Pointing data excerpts
----
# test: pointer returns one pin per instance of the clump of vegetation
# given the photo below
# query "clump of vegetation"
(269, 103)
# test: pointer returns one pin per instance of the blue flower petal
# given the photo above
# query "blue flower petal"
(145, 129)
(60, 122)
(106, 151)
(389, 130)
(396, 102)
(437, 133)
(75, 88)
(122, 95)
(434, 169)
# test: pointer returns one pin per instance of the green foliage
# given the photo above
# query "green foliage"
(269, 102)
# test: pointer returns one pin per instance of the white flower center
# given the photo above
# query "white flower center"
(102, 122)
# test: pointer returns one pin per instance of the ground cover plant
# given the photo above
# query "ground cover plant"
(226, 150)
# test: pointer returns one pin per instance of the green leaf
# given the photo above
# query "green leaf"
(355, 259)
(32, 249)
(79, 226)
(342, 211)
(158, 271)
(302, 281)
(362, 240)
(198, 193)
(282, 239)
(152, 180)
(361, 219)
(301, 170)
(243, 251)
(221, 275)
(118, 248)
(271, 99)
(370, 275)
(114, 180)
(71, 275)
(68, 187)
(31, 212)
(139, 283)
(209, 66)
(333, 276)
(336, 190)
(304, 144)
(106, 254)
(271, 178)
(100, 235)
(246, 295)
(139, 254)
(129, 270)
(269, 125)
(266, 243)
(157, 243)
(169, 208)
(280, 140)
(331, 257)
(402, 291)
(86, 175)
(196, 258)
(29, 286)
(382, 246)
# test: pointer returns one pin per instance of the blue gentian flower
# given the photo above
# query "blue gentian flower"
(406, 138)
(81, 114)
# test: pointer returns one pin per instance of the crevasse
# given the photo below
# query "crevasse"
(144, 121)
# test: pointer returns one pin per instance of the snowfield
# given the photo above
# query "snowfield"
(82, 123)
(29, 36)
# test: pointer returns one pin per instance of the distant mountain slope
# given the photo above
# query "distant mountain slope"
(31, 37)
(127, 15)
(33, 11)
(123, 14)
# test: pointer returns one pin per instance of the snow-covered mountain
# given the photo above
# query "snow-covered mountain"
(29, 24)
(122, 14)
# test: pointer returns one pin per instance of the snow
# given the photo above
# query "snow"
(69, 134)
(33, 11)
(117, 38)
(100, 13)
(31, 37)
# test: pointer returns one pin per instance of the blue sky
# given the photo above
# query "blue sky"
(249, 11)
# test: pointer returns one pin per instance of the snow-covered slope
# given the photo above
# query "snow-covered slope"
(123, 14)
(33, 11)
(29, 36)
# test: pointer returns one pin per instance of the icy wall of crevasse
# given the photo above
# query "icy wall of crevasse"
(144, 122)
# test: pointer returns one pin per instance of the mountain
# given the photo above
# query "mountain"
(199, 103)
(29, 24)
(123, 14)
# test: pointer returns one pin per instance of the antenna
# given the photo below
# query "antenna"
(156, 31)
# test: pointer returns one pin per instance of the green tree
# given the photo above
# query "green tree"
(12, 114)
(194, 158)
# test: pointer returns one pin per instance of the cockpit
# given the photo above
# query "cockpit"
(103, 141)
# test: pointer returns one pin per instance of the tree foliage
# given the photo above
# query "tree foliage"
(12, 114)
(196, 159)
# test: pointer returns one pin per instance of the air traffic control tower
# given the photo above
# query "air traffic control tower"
----
- _EXERCISE DESCRIPTION_:
Please convert the material above into a JSON list of strings, one string per line, leaving out any blank lines.

- _RESPONSE TO THIS EXERCISE_:
[
  "# test: pointer returns one pin per instance of the clump of vegetation",
  "# given the photo below",
  "# query \"clump of vegetation\"",
  "(269, 103)",
  "# test: pointer returns one pin per instance of the blue flower petal",
  "# given the photo above",
  "# query \"blue flower petal\"",
  "(145, 129)",
  "(60, 122)",
  "(106, 151)",
  "(389, 130)",
  "(396, 102)",
  "(437, 133)",
  "(75, 88)",
  "(122, 95)",
  "(434, 169)",
  "# test: pointer returns one pin per instance of the green foliage",
  "# given the photo above",
  "# query \"green foliage\"",
  "(269, 102)",
  "# test: pointer returns one pin per instance of the white flower center",
  "# given the photo above",
  "# query \"white flower center\"",
  "(102, 122)",
  "# test: pointer returns one pin per instance of the ground cover plant",
  "# given the photo above",
  "# query \"ground cover plant\"",
  "(226, 150)",
  "# test: pointer returns one pin per instance of the green leaf",
  "# given the photo above",
  "# query \"green leaf\"",
  "(355, 259)",
  "(32, 249)",
  "(79, 226)",
  "(342, 211)",
  "(158, 271)",
  "(302, 281)",
  "(362, 240)",
  "(198, 193)",
  "(282, 239)",
  "(152, 180)",
  "(361, 219)",
  "(301, 170)",
  "(243, 251)",
  "(221, 275)",
  "(118, 248)",
  "(271, 99)",
  "(370, 275)",
  "(114, 180)",
  "(71, 275)",
  "(68, 187)",
  "(31, 212)",
  "(139, 283)",
  "(209, 66)",
  "(333, 276)",
  "(336, 190)",
  "(304, 144)",
  "(106, 254)",
  "(271, 178)",
  "(100, 235)",
  "(246, 295)",
  "(139, 254)",
  "(129, 270)",
  "(269, 125)",
  "(266, 243)",
  "(157, 243)",
  "(169, 208)",
  "(280, 140)",
  "(331, 257)",
  "(402, 291)",
  "(86, 175)",
  "(196, 258)",
  "(29, 286)",
  "(382, 246)",
  "# test: pointer returns one pin per instance of the blue gentian flower",
  "# given the photo above",
  "# query \"blue gentian flower\"",
  "(406, 138)",
  "(81, 114)",
  "# test: pointer returns one pin per instance of the crevasse",
  "# given the photo below",
  "# query \"crevasse\"",
  "(144, 121)",
  "# test: pointer returns one pin per instance of the snowfield",
  "# given the photo above",
  "# query \"snowfield\"",
  "(82, 123)",
  "(29, 36)",
  "# test: pointer returns one pin per instance of the distant mountain slope",
  "# given the photo above",
  "# query \"distant mountain slope\"",
  "(31, 37)",
  "(127, 15)",
  "(33, 11)",
  "(123, 14)",
  "# test: pointer returns one pin per instance of the snow-covered mountain",
  "# given the photo above",
  "# query \"snow-covered mountain\"",
  "(29, 24)",
  "(122, 14)",
  "# test: pointer returns one pin per instance of the snow",
  "# given the photo above",
  "# query \"snow\"",
  "(69, 134)",
  "(33, 11)",
  "(117, 38)",
  "(100, 13)",
  "(31, 37)",
  "# test: pointer returns one pin per instance of the blue sky",
  "# given the photo above",
  "# query \"blue sky\"",
  "(249, 11)",
  "# test: pointer returns one pin per instance of the snow-covered slope",
  "# given the photo above",
  "# query \"snow-covered slope\"",
  "(123, 14)",
  "(33, 11)",
  "(29, 36)",
  "# test: pointer returns one pin per instance of the icy wall of crevasse",
  "# given the photo above",
  "# query \"icy wall of crevasse\"",
  "(144, 122)",
  "# test: pointer returns one pin per instance of the mountain",
  "# given the photo above",
  "# query \"mountain\"",
  "(199, 103)",
  "(29, 24)",
  "(123, 14)",
  "# test: pointer returns one pin per instance of the antenna",
  "# given the photo below",
  "# query \"antenna\"",
  "(156, 31)",
  "# test: pointer returns one pin per instance of the green tree",
  "# given the photo above",
  "# query \"green tree\"",
  "(12, 114)",
  "(194, 158)",
  "# test: pointer returns one pin per instance of the cockpit",
  "# given the photo above",
  "# query \"cockpit\"",
  "(103, 141)",
  "# test: pointer returns one pin per instance of the tree foliage",
  "# given the photo above",
  "# query \"tree foliage\"",
  "(12, 114)",
  "(196, 159)",
  "# test: pointer returns one pin per instance of the air traffic control tower",
  "# given the photo above",
  "# query \"air traffic control tower\""
]